> **Instructions for the task**
Only one portion of the data is to be written out: from the line bearing "column 386, row 220" through the line bearing "Query: short gray hair". Write it exactly as it appears.

Data entries:
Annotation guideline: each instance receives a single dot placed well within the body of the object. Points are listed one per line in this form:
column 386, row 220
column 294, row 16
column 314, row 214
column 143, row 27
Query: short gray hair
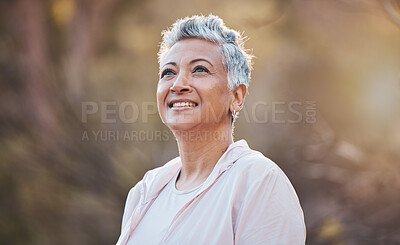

--

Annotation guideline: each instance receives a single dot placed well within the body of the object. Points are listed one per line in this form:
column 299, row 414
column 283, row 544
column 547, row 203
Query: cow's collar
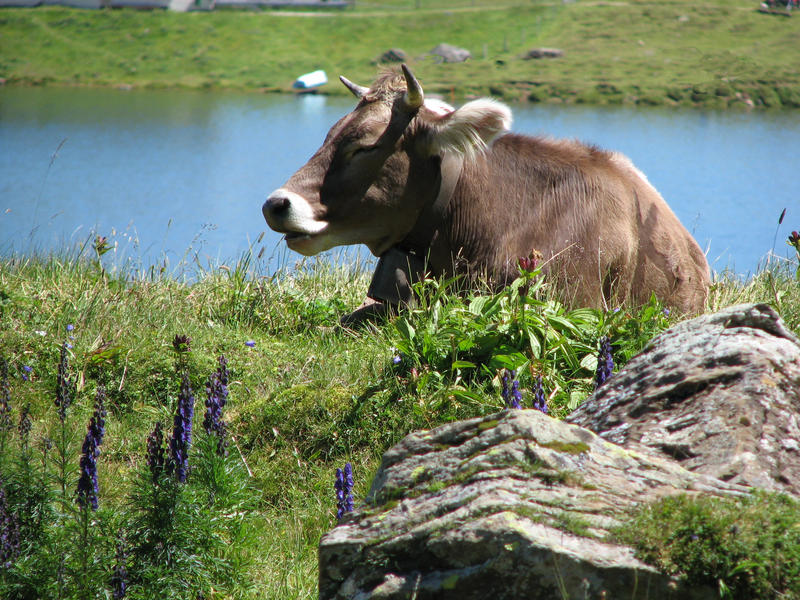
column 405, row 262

> **Problem solution**
column 386, row 220
column 294, row 16
column 314, row 214
column 143, row 27
Query: short gray hair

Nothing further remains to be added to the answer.